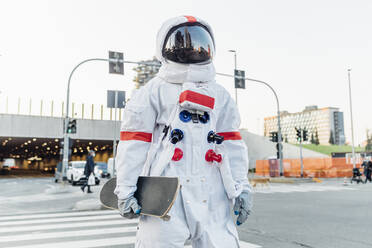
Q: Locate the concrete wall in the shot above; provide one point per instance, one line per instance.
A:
(52, 127)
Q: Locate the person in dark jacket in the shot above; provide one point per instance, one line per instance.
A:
(368, 172)
(89, 168)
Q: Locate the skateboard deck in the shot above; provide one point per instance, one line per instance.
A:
(155, 195)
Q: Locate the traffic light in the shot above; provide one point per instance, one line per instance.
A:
(304, 135)
(278, 145)
(298, 133)
(274, 136)
(71, 128)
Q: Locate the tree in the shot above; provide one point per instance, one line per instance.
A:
(316, 138)
(331, 139)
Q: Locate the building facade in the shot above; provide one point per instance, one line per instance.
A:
(324, 125)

----------

Exercise instructions:
When you retype the listing, keep every line exactly as it is and drop the pictures.

Exercise result:
Q: Locate the concrete wall in the shot above; provide one point per instance, one line per instance.
A:
(52, 127)
Q: Locate the person in dark jacket in the shot above; provide one point per instance, one line per instance.
A:
(368, 172)
(89, 168)
Q: Locate the skateboard deck in the shot above; provide one point per instance, one line per instance.
A:
(155, 195)
Q: Locate the traffic light in the shot above; provide one point per instance, one line per instance.
A:
(304, 135)
(278, 145)
(298, 133)
(274, 136)
(71, 128)
Q: Locate the tree in the shot above; provide one point per instance, one line per instance.
A:
(316, 138)
(331, 139)
Q: Locate the building facade in the shot above; provide one point per instance, one line per instance.
A:
(324, 125)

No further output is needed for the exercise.